What is required:
Pick out every line of the records below that contains the word "foliage", treating uppercase and lowercase as different, and copy those lines.
====== Task data
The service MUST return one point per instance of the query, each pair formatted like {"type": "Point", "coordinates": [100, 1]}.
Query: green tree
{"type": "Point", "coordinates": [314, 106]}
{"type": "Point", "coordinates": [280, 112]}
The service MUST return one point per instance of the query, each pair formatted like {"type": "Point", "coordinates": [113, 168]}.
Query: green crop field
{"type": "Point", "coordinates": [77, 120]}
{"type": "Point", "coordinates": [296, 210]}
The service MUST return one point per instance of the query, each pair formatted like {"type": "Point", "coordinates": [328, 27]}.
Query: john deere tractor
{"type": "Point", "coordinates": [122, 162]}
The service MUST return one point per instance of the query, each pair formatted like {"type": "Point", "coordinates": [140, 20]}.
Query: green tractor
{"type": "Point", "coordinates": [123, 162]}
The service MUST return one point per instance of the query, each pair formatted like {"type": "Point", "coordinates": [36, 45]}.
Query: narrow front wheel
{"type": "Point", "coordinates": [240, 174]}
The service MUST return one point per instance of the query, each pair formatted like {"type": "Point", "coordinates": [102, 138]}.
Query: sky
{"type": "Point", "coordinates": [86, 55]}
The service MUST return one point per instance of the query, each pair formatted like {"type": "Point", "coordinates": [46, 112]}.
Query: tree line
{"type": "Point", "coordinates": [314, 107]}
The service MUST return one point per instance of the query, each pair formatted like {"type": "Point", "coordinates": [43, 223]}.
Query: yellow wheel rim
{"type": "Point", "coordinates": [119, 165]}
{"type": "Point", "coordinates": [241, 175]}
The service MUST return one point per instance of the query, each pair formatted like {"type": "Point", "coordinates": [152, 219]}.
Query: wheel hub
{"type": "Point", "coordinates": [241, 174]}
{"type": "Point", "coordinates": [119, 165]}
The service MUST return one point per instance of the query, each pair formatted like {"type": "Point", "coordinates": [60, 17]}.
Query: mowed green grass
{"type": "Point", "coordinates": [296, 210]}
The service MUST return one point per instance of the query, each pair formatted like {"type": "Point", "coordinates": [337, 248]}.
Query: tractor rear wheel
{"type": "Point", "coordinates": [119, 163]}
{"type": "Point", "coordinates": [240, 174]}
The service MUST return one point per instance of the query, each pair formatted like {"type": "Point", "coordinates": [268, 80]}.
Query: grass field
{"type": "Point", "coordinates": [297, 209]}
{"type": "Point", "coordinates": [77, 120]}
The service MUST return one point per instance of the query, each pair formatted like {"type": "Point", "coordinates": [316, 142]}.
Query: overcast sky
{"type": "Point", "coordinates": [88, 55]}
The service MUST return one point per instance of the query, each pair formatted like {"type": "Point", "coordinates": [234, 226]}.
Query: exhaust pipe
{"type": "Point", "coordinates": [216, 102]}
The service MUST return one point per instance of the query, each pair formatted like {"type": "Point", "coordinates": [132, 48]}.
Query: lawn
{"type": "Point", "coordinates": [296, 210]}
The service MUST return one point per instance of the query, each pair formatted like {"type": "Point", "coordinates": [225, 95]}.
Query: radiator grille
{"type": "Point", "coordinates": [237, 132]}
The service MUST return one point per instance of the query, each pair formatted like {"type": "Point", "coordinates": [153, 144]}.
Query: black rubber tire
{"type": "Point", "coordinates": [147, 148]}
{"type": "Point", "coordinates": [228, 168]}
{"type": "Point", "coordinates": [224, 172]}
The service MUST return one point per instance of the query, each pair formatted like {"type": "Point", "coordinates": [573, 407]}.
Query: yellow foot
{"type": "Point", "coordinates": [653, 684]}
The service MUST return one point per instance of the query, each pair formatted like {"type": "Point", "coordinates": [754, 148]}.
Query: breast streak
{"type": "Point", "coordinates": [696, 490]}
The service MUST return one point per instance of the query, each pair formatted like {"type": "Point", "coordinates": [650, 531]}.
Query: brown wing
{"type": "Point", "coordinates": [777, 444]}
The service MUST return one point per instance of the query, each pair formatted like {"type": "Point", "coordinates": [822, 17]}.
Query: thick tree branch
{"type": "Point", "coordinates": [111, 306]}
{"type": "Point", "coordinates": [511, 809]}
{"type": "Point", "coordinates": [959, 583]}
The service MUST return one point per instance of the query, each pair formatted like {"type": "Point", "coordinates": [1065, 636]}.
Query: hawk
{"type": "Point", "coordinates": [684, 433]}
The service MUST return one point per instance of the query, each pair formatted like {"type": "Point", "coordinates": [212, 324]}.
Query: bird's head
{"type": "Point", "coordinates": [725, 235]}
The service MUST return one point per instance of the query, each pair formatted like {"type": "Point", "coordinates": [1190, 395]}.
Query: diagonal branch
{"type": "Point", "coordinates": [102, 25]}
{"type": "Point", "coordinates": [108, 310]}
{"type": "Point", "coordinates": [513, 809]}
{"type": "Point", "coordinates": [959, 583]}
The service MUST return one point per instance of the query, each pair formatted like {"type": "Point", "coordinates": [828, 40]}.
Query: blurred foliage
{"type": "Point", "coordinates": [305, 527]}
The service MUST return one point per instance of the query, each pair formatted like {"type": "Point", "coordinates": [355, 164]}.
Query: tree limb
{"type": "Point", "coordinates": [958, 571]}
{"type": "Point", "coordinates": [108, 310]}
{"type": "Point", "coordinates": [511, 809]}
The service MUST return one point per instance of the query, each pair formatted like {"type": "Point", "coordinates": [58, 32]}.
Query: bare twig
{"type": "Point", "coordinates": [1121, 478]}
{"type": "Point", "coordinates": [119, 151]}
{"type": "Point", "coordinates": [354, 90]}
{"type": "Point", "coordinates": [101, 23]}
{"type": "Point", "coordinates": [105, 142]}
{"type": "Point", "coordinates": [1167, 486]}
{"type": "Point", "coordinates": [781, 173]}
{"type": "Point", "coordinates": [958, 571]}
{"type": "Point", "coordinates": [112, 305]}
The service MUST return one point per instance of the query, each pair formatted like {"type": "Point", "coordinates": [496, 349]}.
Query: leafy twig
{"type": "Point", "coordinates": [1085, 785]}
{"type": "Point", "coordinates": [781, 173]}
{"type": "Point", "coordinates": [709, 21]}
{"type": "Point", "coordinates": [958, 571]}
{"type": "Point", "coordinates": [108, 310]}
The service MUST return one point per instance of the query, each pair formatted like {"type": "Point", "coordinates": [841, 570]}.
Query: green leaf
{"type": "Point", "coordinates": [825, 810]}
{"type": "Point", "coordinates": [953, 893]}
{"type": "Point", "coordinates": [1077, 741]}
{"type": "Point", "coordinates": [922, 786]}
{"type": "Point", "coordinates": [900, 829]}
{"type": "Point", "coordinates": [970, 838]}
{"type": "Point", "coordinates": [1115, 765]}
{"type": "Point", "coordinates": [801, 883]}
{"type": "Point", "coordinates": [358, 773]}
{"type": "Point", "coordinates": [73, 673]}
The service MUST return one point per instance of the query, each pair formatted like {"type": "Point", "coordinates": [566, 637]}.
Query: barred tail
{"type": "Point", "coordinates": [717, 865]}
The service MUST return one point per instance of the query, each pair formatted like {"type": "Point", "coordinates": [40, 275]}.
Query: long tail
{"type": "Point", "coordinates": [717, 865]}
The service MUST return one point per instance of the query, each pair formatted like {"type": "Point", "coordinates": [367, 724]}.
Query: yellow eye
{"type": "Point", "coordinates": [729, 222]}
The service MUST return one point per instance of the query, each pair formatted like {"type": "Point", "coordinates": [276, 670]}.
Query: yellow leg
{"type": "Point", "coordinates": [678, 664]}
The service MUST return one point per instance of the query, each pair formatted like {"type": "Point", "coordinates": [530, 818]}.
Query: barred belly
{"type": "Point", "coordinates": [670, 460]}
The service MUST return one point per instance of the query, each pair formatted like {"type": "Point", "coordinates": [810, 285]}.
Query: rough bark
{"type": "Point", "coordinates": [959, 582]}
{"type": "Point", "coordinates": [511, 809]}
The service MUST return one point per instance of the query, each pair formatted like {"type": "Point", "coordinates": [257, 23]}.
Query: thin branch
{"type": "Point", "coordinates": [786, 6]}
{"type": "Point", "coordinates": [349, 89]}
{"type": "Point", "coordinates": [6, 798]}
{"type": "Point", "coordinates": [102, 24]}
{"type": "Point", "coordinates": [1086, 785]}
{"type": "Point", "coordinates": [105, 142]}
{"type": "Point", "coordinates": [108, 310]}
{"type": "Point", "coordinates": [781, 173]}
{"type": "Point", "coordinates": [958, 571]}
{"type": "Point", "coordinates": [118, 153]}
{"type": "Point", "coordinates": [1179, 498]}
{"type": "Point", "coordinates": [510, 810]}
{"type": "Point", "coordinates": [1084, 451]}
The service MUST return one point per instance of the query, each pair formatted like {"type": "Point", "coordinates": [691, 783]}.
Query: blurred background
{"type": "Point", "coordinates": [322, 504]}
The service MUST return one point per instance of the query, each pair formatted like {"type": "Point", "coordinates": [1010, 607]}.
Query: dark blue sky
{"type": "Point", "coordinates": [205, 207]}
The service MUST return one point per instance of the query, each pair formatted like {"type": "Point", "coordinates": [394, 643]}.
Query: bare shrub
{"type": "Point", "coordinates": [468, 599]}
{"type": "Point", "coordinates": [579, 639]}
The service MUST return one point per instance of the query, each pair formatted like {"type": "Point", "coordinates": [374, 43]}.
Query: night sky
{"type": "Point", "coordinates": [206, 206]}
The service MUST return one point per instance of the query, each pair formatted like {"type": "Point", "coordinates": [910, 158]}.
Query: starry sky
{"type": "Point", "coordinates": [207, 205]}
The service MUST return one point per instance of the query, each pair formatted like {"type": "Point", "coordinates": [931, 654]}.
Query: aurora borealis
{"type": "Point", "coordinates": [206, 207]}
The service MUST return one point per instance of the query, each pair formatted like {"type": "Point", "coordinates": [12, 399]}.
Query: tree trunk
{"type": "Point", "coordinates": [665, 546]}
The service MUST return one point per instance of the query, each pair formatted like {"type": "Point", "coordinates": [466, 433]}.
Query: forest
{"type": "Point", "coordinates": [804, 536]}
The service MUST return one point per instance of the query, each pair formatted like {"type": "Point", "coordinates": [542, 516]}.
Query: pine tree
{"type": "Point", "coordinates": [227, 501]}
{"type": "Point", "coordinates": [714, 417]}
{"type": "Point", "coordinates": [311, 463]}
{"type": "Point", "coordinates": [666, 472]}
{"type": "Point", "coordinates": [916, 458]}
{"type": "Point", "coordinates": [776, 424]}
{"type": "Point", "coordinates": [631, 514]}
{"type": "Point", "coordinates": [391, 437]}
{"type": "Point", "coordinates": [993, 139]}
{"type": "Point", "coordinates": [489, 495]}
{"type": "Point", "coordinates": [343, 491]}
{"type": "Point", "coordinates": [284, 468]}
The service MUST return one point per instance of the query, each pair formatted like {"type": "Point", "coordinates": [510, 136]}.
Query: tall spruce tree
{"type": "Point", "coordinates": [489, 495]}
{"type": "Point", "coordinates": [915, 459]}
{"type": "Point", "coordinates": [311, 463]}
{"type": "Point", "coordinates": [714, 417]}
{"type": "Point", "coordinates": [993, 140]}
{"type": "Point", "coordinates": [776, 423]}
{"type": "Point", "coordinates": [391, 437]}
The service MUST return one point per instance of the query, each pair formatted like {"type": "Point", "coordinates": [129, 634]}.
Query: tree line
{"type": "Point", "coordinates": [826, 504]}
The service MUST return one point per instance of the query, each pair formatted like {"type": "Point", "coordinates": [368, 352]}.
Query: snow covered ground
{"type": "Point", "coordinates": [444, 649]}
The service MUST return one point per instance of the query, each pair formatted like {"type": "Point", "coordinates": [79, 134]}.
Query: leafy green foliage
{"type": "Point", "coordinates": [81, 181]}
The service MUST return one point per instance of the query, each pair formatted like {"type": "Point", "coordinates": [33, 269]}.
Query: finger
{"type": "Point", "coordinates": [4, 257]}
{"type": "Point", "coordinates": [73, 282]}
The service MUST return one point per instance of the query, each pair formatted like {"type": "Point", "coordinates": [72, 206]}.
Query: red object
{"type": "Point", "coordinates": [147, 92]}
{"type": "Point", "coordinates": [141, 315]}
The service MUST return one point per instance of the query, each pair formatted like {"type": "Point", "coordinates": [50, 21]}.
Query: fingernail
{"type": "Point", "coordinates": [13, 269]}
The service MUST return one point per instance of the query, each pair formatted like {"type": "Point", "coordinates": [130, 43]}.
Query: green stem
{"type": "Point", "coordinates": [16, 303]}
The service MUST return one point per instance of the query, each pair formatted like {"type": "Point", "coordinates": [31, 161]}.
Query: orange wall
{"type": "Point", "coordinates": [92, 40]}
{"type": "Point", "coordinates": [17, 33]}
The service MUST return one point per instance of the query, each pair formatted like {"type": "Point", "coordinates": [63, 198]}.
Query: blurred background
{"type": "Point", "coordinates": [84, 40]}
============
Result below:
Query: blurred foliage
Query: leafy green foliage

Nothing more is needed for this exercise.